### Set task A:
Transcribe the stretch of the Jefferson Jackson Dinner post from "But in doing" through "and into Clinton's." verbatim.

### Text:

──────

Sunday, October 25, 2015

JJ Post Mortem

Since the 1984 Reagan landslide, Iowa Democrats have only lost the presidential race once.

That was in 2004, after a particularly nasty caucus cycle. Young idealists (and a few old ones like me)  inspired by Howard Dean were loath to settle for a Kerry-Edwards ticket, and in some places the Kerry folks were less than gracious in victory.

It took a few months to patch things up, months the Democrats never got back.

Last night at the Iowa Democratic Party's Jefferson Jackson Dinner, some of that familiar tension was in the air between Team Bernie and Team Hillary.

Barring an increasingly unlikely breakout by Martin O'Malley, we now have a two way, zero sum race. Clinton's gains are Sanders' losses and vice versa. That usually forces contests onto the low road, a path that the Sanders supporters, drawn to an alternative politics, will find distasteful.

And now that the Endless Biden Speculation is over, the national press will be be playing up Sanders' chances. It's in their interest to make things interesting for as long as possible,

But in doing so, they'll elevate hopes and postpone the inevitable letdown later and later, closer and closer to election day.

The image that sticks with me from last night is of Sanders supporters leaving after his speech, through O'Malley's and into Clinton's.

Sanders leaders are aware it was a bad optic, especially since Press Row was a peninsula surrounded on three sides by Team Bernie while the Clinton sections were on the other side.  They're trying to get word out that the early departure was forced by transportation, as the crowd was largely students who bused over. (A problem solved by paying the bus drivers whatever overtime was needed.) And fingers are pointed at the security check in, which pushed the start time back an hour.

But walking out on the other speakers is very telling, especially when your candidate has yet to actually say he is a Democrat.

──────

### Set task B:
Reproduce the stretch of the records from the line containing "Go ahead, prove it — where exactly is the hazy" through the end of the records, requests included. Offset every bounding-box coordinate in the answers by adding 3.

──────

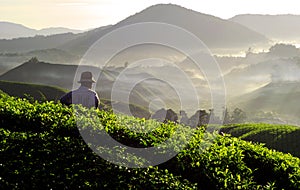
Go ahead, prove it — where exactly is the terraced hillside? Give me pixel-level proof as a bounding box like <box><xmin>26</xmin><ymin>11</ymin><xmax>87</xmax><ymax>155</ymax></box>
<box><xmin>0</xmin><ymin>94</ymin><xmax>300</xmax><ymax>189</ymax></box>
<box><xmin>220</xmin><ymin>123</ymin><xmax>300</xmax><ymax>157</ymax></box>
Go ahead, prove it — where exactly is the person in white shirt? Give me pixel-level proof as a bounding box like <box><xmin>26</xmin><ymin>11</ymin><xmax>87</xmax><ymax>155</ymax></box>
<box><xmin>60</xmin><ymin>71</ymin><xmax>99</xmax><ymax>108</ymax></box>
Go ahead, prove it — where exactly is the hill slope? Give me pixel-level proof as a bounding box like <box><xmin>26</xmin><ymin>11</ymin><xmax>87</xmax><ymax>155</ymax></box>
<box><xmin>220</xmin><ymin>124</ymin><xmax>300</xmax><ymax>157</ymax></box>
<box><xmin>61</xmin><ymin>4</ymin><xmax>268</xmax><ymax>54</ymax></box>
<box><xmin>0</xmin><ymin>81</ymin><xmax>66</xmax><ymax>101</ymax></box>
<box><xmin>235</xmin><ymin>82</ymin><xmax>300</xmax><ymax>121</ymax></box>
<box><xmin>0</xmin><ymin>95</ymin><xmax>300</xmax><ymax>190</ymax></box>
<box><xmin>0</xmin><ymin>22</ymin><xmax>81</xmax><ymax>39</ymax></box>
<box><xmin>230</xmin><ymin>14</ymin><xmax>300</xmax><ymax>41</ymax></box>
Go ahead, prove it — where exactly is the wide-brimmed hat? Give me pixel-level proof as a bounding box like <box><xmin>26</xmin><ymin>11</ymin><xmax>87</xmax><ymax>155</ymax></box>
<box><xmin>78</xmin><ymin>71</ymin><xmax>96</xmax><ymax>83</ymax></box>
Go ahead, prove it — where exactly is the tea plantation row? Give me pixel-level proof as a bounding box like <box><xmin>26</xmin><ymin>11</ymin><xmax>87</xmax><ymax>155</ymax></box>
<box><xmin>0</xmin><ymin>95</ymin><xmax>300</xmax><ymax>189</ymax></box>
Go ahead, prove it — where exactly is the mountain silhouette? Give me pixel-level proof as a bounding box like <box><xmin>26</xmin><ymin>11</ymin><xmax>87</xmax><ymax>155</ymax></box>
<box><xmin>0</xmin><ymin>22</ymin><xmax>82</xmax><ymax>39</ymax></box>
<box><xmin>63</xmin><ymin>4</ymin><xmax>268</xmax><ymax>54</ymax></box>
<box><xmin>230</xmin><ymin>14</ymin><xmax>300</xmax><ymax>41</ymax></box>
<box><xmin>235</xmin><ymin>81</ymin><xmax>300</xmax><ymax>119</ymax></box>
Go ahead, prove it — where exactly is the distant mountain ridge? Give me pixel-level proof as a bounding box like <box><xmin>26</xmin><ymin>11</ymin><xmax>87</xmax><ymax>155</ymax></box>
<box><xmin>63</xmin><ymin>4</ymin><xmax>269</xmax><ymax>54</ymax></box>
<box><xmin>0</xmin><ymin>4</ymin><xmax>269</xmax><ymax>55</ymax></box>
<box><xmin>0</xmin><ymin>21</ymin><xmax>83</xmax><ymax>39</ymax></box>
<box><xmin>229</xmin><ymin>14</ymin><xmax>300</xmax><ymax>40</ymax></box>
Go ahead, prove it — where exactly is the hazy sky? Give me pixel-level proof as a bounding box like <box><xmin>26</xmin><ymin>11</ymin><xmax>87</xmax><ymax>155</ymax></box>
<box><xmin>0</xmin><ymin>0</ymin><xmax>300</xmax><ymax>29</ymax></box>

──────

### Complete response A:
But in doing so, they'll elevate hopes and postpone the inevitable letdown later and later, closer and closer to election day.

The image that sticks with me from last night is of Sanders supporters leaving after his speech, through O'Malley's and into Clinton's.

### Complete response B:
Go ahead, prove it — where exactly is the hazy sky? Give me pixel-level proof as a bounding box like <box><xmin>26</xmin><ymin>11</ymin><xmax>87</xmax><ymax>155</ymax></box>
<box><xmin>3</xmin><ymin>3</ymin><xmax>303</xmax><ymax>32</ymax></box>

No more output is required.